··· 元の文章 ···
ヒエロニムス・ボスとはどんな画家?その生涯と代表作品を解説します

 

 

アクリル絵の具で描いた作品

 

 

こんにちは絵描きの川原です。

今回は初期フランドルの絵画の巨匠『ヒエロニムス・ボス』についてお話していきます。

初期フランドル派とは15世紀のフランドルで活躍した画家たちのことを指します。
当時この時代もペストが流行り、この疫病流行による末法思想から
【最後の審判】図も盛んに描かれた時代でした。

ヒエロニムス・ボスの空想的で奇妙な世界は、後にシュルレアリスムに影響を与えたとされています。

それでは解説していきます。

 

 

ヒエロニムス・ボスってどんな画家?


本名:イェルーン・ファン・アーケン

生まれ:1450年頃‐1516年8月9日

活躍した場所:オランダ

 

ルネサンス期のネーデルランドの画家で、初期フランドル派に分類されます。

ヒエロニムス・ボスの本当の名前は『ヒエロニムス・ファン・アーケン』という名前で、
オランダ語でイェロニムス・ボス、ドイツ語でヒエローニュス・ボス、
日本語ではヒエロニムス・ボッシュと表されることがあります。
··· データ ···
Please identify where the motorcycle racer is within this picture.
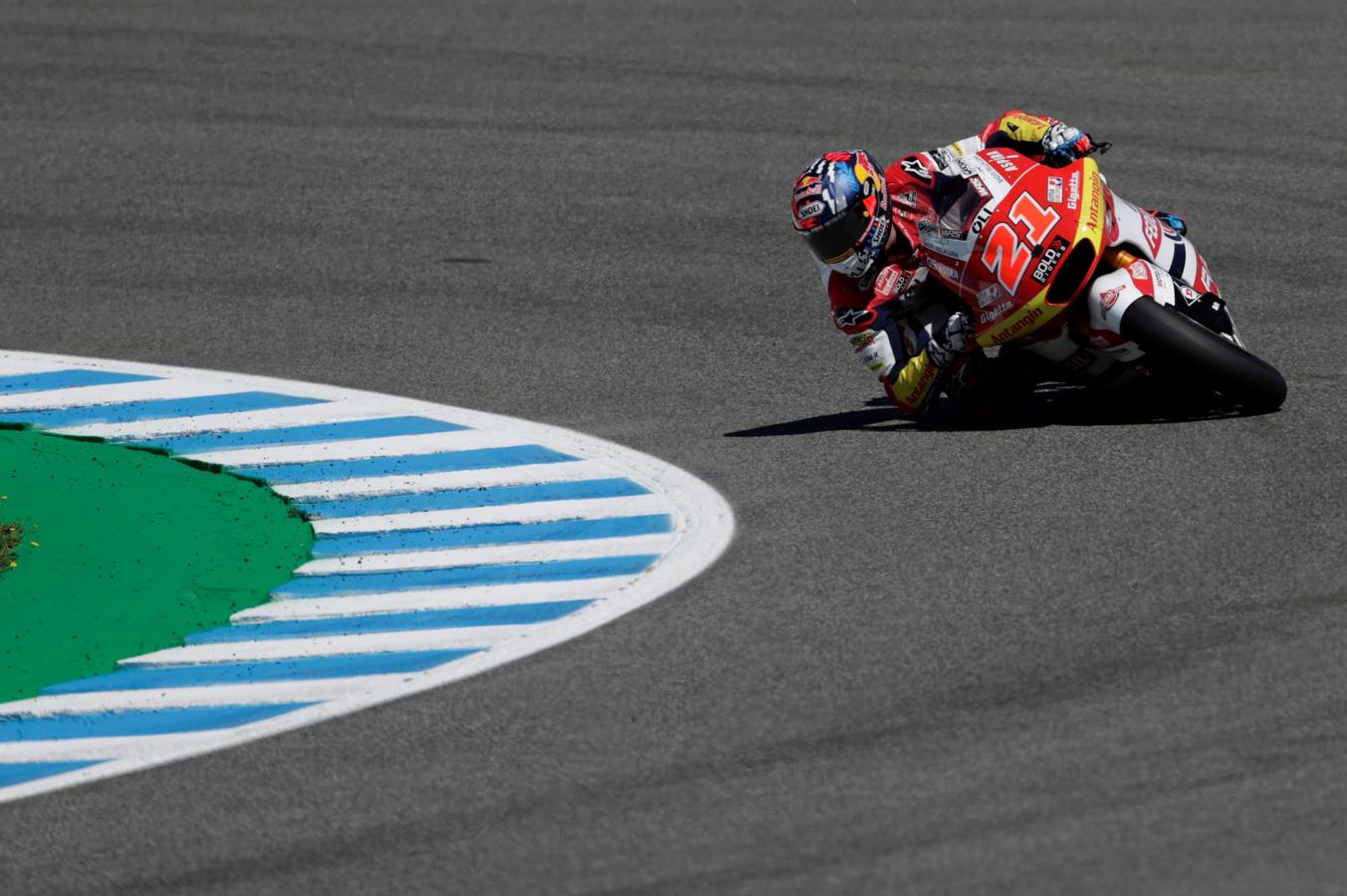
···
* [問題の説明]:
元の文章では、初期フランドル派とはどんな画家たちのことだと説明されていますか。

* [解答]:
15世紀のフランドルで活躍した画家たちのことです。